Selection
— START —

Helmut, go back to the bunker!  This is not about the politics.  I'll
pay anyone $59.95 for a legitimate one sheet for this film

Kirby


On Sep 30, 2004, at 12:31 PM, Helmut Hamm wrote:

Huuh, this is really a bit frightening.

HH

Where can I get the one sheet for FAITH IN THE WHITE HOUSE?  I'd love
to see the design for this poster!!!  Anyone got the 24 sheet?

K.



October 3, 2004
FRANK RICH
Now on DVD: The Passion of the Bush

You can run but you can't hide: Oct. 5 will bring the perfect storm in
this year's culture wars. It's on that strategically chosen date, four
Tuesdays before the election, that the DVD of "Fahrenheit 9/11" will
be
released along with not one but two new Michael Moore books. It's also
the release date of the equally self-effacing Ann Coulter's latest
rant, of a new DVD documentary, "Horns and Halos," that revisits the
Bush mystery year of 1972, and of an R.E.M. album, "Around the Sun,"
that gets in its own political licks at the state of the nation.

When Dick Cheney and John Edwards debate in Cleveland that night,
Bruce
Springsteen will be barnstorming in another swing state, as the Vote
for Change tour hits St. Paul. All that's needed to make the day
complete is a smackdown between Kinky Friedman and Teresa Heinz Kerry
on "Imus in the Morning."

Of the many cultural grenades being tossed that day, though, the one
must-see is "George W. Bush: Faith in the White House," a DVD that is
being specifically marketed in "head to head" partisan opposition to
"Fahrenheit 9/11." This documentary first surfaced at the Republican
convention in New York, where it was previewed in tandem with an
invitation-only, no-press-allowed "Family, Faith and Freedom Rally," a
Ralph Reed-Sam Brownback jamboree thrown by the Bush campaign for
Christian conservatives. Though you can buy the DVD for $14.95, its
makers told the right-wing news service WorldNetDaily.com that they
plan to distribute 300,000 copies to America's churches. And no
wonder.
This movie aspires to be "The Passion of the Bush," and it succeeds.

— END —

Given problem 1
Reproduce the part of the email thread that opens with the words containing "You can run" and closes with "of the nation.".

Given entries

— START —

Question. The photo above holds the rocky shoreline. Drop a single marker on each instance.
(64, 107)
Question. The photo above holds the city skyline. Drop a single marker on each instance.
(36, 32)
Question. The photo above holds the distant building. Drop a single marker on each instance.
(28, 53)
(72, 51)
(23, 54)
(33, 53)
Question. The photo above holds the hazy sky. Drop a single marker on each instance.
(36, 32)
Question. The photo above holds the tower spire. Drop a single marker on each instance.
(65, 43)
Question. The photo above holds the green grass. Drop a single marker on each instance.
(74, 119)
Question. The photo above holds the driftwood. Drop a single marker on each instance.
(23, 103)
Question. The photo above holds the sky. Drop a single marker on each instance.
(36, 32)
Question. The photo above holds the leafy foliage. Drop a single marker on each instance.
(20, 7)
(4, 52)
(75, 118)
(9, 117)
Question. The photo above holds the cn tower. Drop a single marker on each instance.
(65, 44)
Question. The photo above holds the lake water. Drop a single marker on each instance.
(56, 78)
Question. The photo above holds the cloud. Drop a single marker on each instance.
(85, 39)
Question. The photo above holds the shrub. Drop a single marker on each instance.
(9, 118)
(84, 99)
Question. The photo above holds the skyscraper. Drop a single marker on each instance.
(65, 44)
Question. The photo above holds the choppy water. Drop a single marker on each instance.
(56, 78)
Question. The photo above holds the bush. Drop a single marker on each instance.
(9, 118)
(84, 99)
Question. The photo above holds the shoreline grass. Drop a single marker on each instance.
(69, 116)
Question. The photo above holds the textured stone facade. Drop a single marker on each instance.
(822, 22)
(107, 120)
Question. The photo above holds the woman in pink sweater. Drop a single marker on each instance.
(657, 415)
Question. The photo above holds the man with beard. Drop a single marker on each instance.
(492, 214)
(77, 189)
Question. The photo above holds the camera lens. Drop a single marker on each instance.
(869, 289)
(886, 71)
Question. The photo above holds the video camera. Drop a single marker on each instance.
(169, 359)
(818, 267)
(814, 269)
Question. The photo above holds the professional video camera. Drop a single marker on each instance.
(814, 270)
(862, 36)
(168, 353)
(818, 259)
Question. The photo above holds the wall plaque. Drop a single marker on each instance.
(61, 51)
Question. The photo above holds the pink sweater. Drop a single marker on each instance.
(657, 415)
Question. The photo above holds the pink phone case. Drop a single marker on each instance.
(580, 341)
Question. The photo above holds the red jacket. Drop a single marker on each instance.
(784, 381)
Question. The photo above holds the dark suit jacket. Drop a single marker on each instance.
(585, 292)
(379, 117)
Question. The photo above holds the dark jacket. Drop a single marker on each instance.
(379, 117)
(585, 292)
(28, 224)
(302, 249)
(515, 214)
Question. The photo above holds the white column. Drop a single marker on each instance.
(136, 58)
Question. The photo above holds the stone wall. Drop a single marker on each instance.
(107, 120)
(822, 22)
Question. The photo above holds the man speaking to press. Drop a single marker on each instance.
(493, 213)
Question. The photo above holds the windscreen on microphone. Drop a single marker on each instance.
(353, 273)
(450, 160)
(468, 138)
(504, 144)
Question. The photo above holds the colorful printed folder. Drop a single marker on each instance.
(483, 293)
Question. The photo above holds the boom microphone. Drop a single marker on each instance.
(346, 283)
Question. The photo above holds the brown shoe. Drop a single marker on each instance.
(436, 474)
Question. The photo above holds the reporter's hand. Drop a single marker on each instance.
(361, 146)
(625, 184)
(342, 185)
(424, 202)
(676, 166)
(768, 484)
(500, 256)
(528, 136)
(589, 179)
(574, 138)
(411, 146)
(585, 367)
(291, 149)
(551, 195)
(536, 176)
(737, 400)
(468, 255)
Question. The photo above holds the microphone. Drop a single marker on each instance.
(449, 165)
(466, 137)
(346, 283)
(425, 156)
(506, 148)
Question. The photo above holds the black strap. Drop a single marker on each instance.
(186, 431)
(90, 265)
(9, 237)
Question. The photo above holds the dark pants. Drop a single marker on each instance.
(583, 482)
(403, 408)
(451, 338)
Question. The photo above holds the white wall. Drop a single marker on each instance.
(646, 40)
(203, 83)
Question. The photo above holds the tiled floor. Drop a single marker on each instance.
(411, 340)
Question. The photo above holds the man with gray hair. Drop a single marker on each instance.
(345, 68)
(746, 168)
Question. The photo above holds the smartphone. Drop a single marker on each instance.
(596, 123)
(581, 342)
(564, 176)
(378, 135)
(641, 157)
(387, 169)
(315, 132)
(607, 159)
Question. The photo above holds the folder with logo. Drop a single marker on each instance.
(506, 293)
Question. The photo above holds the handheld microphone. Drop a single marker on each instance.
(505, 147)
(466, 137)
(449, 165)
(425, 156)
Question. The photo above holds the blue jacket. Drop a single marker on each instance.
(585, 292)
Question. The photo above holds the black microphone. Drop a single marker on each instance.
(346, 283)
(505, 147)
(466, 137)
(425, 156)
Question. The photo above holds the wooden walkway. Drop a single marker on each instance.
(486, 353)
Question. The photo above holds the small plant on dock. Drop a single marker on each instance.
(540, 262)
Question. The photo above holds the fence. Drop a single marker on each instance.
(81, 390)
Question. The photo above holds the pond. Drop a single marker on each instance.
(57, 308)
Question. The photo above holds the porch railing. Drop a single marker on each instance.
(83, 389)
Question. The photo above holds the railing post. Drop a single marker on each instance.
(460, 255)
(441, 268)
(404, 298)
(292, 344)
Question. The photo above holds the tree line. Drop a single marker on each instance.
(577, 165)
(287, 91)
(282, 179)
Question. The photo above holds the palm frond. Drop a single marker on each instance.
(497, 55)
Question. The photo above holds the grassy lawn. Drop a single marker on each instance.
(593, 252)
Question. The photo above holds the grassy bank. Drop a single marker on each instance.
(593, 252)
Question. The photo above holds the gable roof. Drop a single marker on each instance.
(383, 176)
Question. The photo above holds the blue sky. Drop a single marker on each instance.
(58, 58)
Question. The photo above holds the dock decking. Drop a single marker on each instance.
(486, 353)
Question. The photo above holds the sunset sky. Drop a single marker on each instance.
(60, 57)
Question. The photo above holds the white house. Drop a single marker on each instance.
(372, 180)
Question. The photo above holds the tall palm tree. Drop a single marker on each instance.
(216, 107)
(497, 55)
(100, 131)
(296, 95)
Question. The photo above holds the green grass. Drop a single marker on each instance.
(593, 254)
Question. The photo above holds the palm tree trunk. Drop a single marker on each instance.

— END —

Given problem 2
Return every line of the records that contains the string "dock", treating uppercase and lowercase as distinct.

Reply 1
You can run but you can't hide: Oct. 5 will bring the perfect storm in
this year's culture wars. It's on that strategically chosen date, four
Tuesdays before the election, that the DVD of "Fahrenheit 9/11" will
be
released along with not one but two new Michael Moore books. It's also
the release date of the equally self-effacing Ann Coulter's latest
rant, of a new DVD documentary, "Horns and Halos," that revisits the
Bush mystery year of 1972, and of an R.E.M. album, "Around the Sun,"
that gets in its own political licks at the state of the nation.

Reply 2
Question. The photo above holds the small plant on dock. Drop a single marker on each instance.
Question. The photo above holds the dock decking. Drop a single marker on each instance.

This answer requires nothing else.